EXERCISE: Reproduce word for word the lines of the listing from the line with "Objective — drop a marker on each instance of the man's" to the line with "[[364, 227]]", leaving the picture out of your answer.

Pointing dataset listing:

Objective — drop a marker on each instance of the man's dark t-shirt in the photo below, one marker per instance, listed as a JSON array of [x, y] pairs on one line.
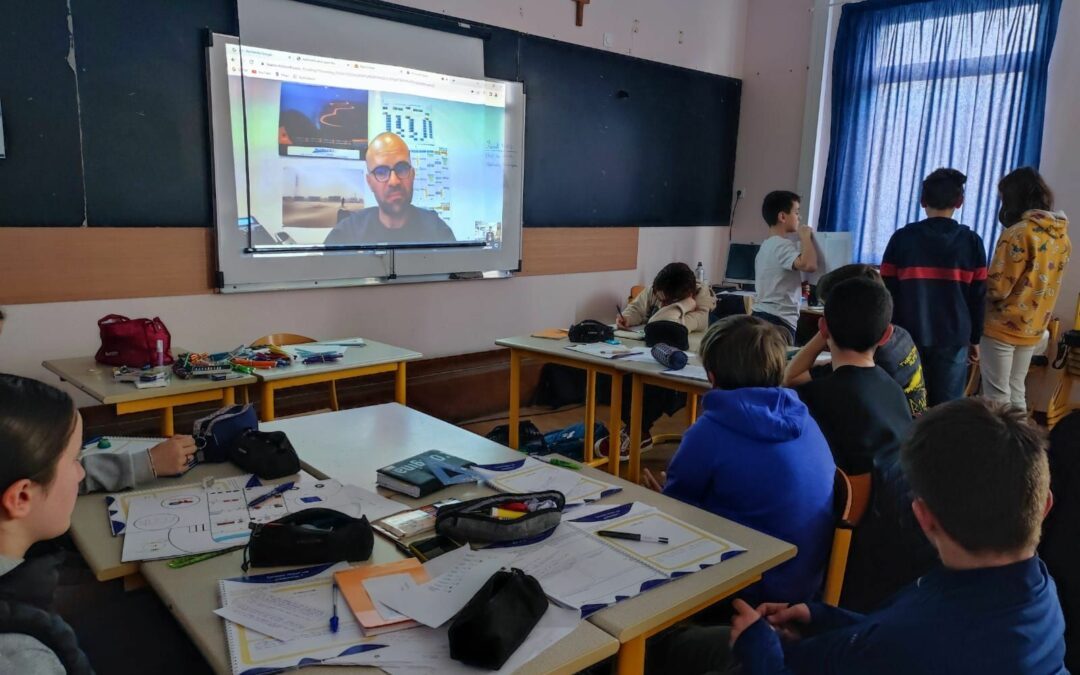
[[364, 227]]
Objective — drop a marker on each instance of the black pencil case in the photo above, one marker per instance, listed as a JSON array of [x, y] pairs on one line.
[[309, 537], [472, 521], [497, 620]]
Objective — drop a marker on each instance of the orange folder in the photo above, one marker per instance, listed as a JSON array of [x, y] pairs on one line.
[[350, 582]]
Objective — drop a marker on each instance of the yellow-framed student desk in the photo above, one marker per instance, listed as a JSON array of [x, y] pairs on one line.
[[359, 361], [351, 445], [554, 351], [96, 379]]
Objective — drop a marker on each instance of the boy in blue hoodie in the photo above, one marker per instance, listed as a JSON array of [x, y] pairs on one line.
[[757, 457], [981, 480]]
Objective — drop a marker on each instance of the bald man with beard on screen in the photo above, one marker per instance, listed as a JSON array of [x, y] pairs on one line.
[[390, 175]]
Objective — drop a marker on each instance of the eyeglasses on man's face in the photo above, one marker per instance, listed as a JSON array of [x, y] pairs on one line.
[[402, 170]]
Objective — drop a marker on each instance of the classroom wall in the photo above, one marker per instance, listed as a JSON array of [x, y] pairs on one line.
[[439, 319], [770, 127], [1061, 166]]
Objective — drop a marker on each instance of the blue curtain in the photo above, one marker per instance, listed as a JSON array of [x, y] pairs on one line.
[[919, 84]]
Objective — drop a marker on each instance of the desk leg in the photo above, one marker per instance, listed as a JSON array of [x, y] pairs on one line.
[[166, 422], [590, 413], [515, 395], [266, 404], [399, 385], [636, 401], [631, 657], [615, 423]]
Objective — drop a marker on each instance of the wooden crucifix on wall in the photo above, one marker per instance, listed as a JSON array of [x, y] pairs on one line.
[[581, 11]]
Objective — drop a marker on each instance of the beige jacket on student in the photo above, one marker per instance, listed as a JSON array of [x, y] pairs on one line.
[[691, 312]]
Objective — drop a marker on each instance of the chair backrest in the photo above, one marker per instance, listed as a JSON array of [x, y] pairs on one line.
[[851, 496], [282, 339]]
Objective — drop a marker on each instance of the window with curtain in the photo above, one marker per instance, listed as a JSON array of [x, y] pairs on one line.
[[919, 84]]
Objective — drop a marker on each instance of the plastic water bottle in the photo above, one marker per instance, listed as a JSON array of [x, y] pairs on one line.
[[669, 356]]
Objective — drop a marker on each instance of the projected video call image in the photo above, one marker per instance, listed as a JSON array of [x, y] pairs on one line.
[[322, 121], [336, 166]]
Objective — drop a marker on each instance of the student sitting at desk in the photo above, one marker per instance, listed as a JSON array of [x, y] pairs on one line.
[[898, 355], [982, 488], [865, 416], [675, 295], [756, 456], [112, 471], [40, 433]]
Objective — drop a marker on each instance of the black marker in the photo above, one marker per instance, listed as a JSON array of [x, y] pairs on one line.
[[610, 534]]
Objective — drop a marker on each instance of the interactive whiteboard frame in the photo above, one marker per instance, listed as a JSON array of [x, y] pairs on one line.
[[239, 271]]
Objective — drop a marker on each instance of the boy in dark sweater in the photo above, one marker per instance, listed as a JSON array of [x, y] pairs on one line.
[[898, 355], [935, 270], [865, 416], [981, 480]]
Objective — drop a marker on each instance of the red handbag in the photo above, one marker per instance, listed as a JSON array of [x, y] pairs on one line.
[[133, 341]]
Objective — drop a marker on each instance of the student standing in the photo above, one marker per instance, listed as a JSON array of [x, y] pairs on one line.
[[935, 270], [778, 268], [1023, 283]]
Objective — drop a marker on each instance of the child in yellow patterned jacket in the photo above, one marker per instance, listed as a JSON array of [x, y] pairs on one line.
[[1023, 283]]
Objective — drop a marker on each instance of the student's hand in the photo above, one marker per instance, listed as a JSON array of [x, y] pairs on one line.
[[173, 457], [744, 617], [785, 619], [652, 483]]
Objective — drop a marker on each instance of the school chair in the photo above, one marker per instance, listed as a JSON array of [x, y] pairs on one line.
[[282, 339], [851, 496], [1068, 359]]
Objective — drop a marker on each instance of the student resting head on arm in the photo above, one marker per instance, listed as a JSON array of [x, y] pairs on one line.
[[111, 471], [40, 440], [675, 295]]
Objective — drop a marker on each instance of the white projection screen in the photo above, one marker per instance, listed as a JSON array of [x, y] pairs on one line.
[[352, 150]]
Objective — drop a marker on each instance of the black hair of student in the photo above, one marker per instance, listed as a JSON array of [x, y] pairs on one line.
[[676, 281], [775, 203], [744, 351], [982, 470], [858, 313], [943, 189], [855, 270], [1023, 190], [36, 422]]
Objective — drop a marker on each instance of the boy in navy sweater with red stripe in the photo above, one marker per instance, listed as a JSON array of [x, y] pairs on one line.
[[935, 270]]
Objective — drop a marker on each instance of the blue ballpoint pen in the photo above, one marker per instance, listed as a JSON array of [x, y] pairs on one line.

--

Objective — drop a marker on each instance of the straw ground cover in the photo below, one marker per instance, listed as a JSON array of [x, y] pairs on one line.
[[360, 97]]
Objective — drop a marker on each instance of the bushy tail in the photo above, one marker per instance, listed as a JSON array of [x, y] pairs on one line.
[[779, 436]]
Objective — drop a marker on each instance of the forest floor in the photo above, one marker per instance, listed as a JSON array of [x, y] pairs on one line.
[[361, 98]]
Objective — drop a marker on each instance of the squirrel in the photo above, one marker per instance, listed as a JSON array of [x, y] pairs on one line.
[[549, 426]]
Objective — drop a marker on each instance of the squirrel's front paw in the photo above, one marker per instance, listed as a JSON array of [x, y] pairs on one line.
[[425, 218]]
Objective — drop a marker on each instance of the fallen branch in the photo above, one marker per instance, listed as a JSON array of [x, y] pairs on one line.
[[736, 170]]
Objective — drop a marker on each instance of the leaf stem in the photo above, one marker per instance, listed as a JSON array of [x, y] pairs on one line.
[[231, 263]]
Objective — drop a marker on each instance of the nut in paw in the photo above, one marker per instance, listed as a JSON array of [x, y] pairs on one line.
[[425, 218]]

CORRECT OUTPUT:
Objective — drop a marker on each instance of the man's dark t-shirt in the photo below, one marker per instance, listed as a JSON array of [x, y] pairs on one line.
[[364, 227]]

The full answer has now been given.